### What you have to do
Write out, word for word, only the lines from the one containing "Practice step: find the red poster" through the final line of the data.

----- Material provided -----

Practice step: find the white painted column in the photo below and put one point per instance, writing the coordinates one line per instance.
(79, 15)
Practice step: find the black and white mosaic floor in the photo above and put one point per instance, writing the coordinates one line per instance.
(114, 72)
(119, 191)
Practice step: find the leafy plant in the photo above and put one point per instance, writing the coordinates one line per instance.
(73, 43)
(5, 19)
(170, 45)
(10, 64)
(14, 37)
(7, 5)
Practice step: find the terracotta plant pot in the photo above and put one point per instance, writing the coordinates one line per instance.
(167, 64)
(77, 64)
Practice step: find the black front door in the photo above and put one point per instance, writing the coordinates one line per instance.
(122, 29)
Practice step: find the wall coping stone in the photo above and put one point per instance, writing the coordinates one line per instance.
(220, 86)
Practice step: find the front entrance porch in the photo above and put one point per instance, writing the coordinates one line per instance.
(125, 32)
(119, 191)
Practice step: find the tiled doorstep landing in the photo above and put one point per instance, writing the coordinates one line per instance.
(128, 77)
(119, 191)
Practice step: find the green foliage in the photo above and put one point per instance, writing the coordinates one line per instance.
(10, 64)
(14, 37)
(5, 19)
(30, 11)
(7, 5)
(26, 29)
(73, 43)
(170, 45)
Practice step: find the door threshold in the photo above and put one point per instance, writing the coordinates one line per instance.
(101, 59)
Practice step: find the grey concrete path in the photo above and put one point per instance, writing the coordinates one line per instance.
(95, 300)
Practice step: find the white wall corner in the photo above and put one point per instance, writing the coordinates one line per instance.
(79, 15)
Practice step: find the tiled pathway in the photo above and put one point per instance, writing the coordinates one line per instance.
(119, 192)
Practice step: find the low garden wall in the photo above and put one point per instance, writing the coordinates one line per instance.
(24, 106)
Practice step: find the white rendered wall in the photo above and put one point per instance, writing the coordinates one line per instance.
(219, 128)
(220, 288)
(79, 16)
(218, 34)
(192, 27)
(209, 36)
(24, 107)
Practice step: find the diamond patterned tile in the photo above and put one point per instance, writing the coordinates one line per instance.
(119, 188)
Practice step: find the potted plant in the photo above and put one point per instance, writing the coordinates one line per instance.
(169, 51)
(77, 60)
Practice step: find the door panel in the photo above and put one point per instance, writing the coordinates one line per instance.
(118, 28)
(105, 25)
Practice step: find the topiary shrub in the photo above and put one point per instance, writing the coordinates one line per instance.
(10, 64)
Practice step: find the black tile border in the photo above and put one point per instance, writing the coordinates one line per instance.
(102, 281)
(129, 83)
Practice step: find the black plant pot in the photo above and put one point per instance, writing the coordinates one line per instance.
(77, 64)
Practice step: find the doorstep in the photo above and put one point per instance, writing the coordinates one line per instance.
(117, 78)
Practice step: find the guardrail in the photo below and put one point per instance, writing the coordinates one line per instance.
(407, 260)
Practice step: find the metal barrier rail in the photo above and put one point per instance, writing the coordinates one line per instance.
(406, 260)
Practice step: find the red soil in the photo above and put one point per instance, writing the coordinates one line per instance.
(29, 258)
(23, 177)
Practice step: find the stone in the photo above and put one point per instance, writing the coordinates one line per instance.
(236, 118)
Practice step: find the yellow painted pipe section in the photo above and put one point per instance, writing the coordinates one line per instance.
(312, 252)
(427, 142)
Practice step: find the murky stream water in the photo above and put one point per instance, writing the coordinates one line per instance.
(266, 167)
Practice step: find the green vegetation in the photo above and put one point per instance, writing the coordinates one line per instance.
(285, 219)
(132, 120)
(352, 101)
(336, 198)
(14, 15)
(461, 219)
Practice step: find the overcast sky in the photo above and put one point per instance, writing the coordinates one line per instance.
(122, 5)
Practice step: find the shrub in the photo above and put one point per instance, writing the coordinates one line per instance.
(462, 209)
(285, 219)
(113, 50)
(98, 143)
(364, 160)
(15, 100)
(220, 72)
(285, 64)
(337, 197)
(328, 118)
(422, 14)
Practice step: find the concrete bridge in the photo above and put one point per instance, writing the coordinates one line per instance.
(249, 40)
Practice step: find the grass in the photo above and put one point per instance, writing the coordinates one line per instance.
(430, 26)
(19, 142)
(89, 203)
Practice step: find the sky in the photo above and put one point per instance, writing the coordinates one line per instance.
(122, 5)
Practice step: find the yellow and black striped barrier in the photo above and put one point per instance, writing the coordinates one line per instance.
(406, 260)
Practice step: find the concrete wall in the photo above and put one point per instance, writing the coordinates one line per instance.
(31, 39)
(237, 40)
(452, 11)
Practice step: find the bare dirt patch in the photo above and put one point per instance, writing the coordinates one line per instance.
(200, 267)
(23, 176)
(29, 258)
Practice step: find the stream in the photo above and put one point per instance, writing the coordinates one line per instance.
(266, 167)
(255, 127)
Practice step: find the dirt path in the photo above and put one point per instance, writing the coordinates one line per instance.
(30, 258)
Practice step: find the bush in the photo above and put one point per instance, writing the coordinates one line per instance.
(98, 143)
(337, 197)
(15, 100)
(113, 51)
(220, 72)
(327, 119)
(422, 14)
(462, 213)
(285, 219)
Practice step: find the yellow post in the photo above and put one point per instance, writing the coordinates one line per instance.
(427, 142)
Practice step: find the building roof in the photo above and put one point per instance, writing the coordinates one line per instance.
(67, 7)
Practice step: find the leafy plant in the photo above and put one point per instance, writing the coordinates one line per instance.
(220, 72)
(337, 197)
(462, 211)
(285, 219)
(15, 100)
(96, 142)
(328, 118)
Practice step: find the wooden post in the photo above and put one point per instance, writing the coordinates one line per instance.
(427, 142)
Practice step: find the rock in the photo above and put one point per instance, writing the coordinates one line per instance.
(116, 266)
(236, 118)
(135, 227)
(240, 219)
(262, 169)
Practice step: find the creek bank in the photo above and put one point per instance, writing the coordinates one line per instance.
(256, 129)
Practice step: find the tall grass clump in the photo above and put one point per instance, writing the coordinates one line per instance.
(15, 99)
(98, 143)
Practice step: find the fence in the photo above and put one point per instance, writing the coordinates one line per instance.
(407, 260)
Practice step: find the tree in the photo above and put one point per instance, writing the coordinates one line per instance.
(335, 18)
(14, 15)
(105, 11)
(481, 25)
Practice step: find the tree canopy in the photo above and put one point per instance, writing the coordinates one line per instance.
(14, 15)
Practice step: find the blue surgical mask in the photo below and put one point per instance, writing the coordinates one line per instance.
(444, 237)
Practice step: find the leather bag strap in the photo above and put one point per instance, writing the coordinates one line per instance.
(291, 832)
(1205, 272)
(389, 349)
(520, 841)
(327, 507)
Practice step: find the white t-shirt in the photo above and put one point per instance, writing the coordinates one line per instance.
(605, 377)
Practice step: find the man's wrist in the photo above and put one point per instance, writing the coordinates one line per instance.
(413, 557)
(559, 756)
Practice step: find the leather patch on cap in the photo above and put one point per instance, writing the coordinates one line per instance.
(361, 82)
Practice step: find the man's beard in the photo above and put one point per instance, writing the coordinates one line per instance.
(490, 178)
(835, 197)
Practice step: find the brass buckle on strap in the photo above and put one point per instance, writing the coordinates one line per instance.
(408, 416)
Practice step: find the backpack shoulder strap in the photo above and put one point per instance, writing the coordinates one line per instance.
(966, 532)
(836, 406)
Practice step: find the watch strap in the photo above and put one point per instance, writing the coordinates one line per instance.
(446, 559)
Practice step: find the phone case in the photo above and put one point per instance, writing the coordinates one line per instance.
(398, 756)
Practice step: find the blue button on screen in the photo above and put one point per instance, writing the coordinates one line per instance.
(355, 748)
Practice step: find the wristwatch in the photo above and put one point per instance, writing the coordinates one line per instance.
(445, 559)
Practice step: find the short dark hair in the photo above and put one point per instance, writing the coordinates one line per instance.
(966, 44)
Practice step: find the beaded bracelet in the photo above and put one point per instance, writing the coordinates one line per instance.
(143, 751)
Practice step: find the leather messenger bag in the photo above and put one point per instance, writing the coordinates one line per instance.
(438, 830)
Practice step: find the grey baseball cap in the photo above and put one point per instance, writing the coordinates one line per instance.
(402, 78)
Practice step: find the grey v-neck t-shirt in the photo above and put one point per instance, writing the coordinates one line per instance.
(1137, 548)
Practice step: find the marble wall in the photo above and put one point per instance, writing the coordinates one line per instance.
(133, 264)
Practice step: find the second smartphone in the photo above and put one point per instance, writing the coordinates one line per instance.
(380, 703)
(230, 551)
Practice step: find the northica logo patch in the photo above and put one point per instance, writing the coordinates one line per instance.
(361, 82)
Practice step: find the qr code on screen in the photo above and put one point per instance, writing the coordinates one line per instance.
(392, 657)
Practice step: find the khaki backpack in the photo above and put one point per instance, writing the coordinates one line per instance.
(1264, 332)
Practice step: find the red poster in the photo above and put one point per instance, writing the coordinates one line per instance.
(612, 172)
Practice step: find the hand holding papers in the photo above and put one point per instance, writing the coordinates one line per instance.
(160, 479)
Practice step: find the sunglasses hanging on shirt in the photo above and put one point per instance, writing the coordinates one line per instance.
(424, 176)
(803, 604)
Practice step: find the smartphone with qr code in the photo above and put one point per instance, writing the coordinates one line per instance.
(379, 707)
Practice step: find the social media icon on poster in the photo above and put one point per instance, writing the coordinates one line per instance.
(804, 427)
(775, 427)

-----

### The reply
Practice step: find the red poster in the photo above and put one point per instance, writing the coordinates one line per instance.
(612, 172)
Practice step: find the hand holding papers in the photo above and put one point per instance, writing the coordinates one line per instance.
(160, 479)
Practice step: find the sunglasses hanging on shirt in the photo above and put one point per instance, writing the coordinates one line per instance.
(424, 176)
(803, 604)
Practice step: find the smartphone with qr code in the photo above and put one point per instance, writing the coordinates one line per instance.
(379, 707)
Practice step: find the social media icon on poster in the photo above and put one point per instance, writing the coordinates one line per instance.
(804, 427)
(775, 427)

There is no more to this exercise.